* [Job] Count the lines in the data below that contain the word "monument" and give only that number.

(A block of data)
START

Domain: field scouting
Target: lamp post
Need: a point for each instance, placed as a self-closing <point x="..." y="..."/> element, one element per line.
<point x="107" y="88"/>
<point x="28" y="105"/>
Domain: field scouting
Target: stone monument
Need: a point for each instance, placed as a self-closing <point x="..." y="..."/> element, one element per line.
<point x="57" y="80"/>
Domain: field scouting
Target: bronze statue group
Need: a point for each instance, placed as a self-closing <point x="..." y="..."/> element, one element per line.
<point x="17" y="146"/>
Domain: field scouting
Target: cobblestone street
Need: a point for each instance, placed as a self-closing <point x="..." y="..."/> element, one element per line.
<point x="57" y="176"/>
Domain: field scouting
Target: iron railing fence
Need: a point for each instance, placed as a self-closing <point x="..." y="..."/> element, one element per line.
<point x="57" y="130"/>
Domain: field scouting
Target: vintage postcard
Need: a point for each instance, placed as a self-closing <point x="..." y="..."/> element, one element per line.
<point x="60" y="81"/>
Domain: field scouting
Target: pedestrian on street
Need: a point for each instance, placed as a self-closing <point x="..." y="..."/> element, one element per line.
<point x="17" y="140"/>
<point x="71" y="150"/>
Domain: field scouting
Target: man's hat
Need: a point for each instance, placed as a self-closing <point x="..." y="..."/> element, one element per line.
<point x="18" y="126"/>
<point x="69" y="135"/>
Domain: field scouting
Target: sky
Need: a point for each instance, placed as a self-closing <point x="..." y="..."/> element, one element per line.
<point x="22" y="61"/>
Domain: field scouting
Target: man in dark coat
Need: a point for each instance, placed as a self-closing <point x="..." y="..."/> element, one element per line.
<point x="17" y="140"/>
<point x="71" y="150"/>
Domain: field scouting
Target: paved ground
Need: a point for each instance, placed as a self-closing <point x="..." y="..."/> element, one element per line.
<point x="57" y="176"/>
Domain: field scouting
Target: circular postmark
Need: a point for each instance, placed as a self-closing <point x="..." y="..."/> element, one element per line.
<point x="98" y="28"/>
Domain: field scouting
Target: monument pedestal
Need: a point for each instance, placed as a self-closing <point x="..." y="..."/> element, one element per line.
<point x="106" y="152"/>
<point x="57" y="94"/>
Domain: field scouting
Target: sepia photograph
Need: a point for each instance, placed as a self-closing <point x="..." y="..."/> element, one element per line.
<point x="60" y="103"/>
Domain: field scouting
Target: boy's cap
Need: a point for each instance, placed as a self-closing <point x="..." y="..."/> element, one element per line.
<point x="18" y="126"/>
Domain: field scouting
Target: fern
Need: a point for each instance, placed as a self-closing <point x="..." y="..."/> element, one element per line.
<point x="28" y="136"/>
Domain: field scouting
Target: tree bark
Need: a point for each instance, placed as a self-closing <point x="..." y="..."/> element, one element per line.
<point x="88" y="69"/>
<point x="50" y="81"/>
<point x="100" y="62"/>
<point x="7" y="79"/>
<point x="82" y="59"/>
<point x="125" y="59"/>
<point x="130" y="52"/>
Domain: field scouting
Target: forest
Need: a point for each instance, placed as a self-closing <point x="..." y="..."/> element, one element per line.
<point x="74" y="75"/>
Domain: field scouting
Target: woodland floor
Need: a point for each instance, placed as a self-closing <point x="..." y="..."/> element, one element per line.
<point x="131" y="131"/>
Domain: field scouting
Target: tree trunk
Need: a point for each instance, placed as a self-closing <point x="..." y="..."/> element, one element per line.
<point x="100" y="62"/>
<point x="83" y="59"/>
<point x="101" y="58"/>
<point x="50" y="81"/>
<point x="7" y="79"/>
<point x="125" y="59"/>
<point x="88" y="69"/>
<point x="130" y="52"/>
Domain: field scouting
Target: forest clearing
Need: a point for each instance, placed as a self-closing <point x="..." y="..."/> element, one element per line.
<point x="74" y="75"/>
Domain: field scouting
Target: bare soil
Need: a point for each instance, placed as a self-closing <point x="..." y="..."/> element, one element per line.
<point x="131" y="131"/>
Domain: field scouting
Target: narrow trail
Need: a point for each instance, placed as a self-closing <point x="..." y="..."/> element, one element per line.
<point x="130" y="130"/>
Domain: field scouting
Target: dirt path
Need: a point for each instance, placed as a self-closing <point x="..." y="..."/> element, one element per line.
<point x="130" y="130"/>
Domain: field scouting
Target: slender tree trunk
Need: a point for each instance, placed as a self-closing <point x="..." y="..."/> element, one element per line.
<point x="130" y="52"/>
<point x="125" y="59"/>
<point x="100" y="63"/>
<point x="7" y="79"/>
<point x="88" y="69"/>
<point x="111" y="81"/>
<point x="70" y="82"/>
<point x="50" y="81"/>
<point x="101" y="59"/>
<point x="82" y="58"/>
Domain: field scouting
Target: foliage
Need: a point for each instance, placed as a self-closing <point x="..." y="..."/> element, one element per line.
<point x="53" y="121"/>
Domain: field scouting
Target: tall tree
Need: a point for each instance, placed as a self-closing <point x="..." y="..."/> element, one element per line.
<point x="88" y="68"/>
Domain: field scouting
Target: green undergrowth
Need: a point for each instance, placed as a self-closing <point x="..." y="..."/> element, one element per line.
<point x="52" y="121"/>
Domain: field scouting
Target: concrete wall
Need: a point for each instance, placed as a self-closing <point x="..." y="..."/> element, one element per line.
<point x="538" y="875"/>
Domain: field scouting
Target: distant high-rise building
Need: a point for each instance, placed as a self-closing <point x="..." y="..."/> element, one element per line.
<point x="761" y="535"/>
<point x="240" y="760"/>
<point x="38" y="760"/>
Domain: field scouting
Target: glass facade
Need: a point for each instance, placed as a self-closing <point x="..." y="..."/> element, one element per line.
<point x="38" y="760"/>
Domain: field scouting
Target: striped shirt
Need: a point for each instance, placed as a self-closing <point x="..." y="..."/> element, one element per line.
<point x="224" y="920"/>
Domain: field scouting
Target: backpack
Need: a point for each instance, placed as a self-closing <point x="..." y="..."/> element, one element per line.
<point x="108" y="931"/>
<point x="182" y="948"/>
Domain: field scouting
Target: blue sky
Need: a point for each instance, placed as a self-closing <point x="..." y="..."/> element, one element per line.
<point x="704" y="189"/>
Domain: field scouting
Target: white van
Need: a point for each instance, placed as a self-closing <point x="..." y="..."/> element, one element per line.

END

* [Complete output] 2